## What you should do
For the listing below, the answer is an exact retyping of the lines from the one with "Verify that every instance of the trophy" through the one with "Verify that every instance of the raised", both included, without pictures.

## Material for the task
Segment Open

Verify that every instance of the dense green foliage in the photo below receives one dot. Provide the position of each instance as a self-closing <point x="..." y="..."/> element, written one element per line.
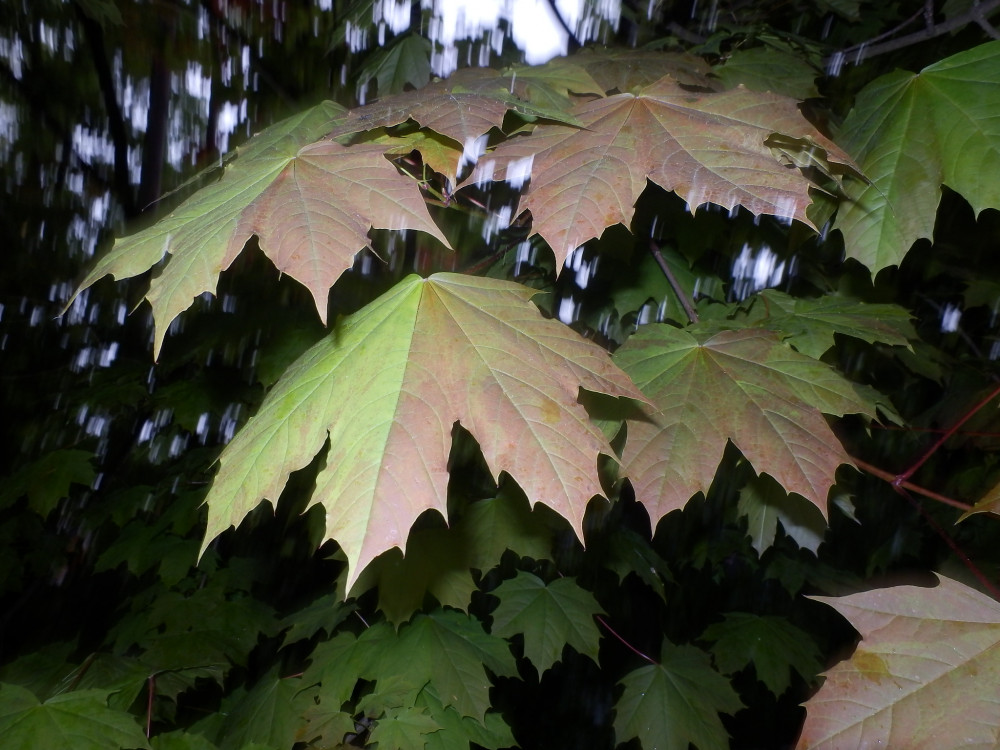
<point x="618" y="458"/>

Segment Closed
Segment Open

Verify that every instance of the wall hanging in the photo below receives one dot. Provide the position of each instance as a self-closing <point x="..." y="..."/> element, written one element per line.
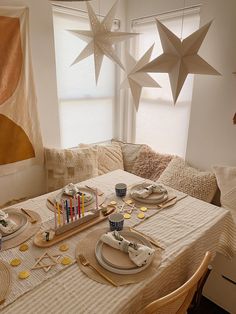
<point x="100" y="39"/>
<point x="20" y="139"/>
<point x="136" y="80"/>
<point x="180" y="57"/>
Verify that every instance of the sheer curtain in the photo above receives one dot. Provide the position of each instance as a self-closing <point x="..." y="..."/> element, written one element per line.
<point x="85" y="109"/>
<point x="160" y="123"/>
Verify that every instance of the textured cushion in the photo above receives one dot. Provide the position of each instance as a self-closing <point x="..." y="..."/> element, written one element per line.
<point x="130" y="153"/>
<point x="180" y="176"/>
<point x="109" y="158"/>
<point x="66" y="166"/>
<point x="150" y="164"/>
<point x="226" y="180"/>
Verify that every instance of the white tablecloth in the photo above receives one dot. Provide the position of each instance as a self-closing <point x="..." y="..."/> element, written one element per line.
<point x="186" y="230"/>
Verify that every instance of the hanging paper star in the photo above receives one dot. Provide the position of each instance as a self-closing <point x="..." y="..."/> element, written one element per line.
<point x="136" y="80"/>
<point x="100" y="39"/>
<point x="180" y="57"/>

Segment Closed
Segment Open

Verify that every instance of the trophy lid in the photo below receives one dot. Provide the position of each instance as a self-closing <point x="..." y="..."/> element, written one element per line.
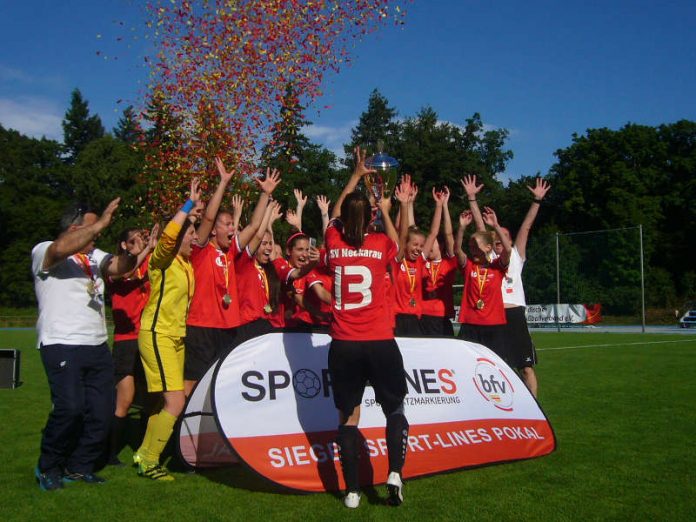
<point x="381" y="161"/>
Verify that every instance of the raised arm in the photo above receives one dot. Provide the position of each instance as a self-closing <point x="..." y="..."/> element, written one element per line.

Segment Closed

## Response
Verify that every instance of the trophy lid in the photo below receives one dot. Provide the position of each instance as a self-closing <point x="..." y="..."/> element, written one element per line.
<point x="381" y="161"/>
Verify that every instance of the raised arm in the photo above receives one dot. Provide the position of each instance as a self-closing <point x="..." y="..."/> element, written one element per line.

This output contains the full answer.